> **MATERIALS PROVIDED**
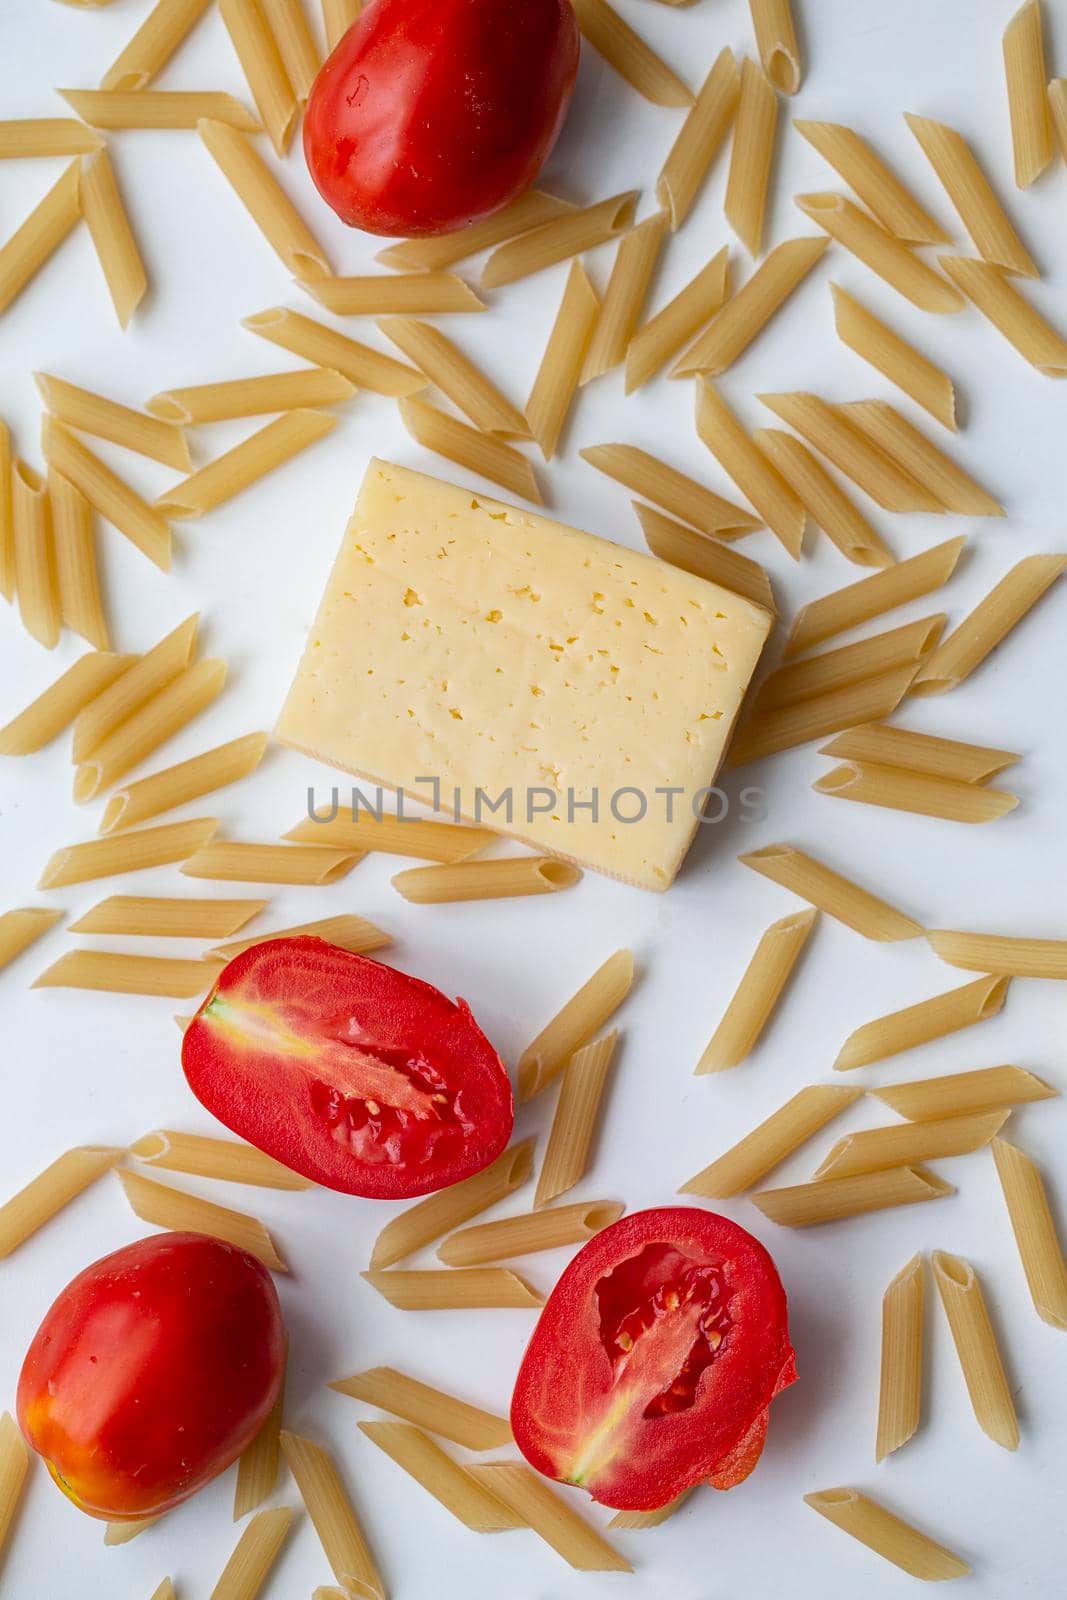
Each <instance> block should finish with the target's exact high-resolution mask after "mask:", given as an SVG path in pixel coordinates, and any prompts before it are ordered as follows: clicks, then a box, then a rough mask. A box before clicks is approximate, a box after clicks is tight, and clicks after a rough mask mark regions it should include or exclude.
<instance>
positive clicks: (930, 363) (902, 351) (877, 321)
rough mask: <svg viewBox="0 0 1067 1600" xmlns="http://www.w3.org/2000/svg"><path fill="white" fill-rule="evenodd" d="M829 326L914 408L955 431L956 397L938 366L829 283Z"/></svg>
mask: <svg viewBox="0 0 1067 1600" xmlns="http://www.w3.org/2000/svg"><path fill="white" fill-rule="evenodd" d="M830 293H832V294H833V325H835V328H837V336H838V339H840V341H841V344H846V346H848V349H849V350H853V352H854V354H856V355H859V357H861V360H864V362H869V365H870V366H873V368H875V371H878V373H881V376H883V378H888V381H889V382H891V384H896V387H897V389H901V390H904V394H905V395H909V397H910V398H912V400H913V402H915V403H917V405H921V408H923V410H925V411H929V414H931V416H933V418H936V421H937V422H941V424H942V426H944V427H947V429H950V430H952V432H953V434H955V432H957V430H958V424H957V397H955V387H953V384H952V379H950V378H949V374H947V373H942V371H941V368H939V366H934V363H933V362H928V360H926V357H925V355H920V352H918V350H917V349H915V346H913V344H909V342H907V339H902V338H901V334H899V333H894V331H893V328H889V325H888V323H885V322H881V318H880V317H875V314H873V312H870V310H867V307H865V306H861V302H859V301H857V299H854V298H853V296H851V294H848V293H846V291H845V290H843V288H841V286H840V285H837V283H832V285H830Z"/></svg>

> **REQUIREMENT**
Convert all of the entries above into a numbered list with one line per item. Leave out blank lines and the pictures.

> **ANSWER AREA**
1. Each <instance> block should finish with the target's exact high-resolution mask after "mask:", given as an SVG path in pixel coordinates, and any prompts before it are ordered as follows: clicks, then a box, then a rough mask. A box before clicks is approximate, a box after clicks is tight, and clicks after a rough mask mark regions it should include or exclude.
2. <instance>
3. positive clicks: (930, 363) (902, 351) (877, 321)
4. rough mask: <svg viewBox="0 0 1067 1600" xmlns="http://www.w3.org/2000/svg"><path fill="white" fill-rule="evenodd" d="M829 326L914 408L955 431L956 397L938 366L829 283Z"/></svg>
5. mask: <svg viewBox="0 0 1067 1600" xmlns="http://www.w3.org/2000/svg"><path fill="white" fill-rule="evenodd" d="M830 293H832V294H833V325H835V328H837V336H838V339H840V341H841V344H846V346H848V349H849V350H853V352H854V354H856V355H859V357H861V360H864V362H869V365H870V366H873V368H875V371H878V373H881V376H883V378H888V381H889V382H891V384H896V387H897V389H901V390H904V394H905V395H909V397H910V398H912V400H913V402H915V403H917V405H921V408H923V410H925V411H929V414H931V416H933V418H936V421H937V422H941V424H942V426H944V427H947V429H950V430H952V432H953V434H955V432H957V430H958V424H957V397H955V387H953V384H952V379H950V378H949V374H947V373H942V371H941V368H939V366H934V363H933V362H928V360H926V357H925V355H920V352H918V350H917V349H915V346H913V344H909V342H907V339H902V338H901V334H899V333H894V331H893V328H889V325H888V323H885V322H881V318H880V317H875V314H873V312H870V310H867V307H865V306H861V302H859V301H857V299H854V298H853V296H851V294H848V293H846V291H845V290H843V288H841V286H840V285H837V283H832V285H830Z"/></svg>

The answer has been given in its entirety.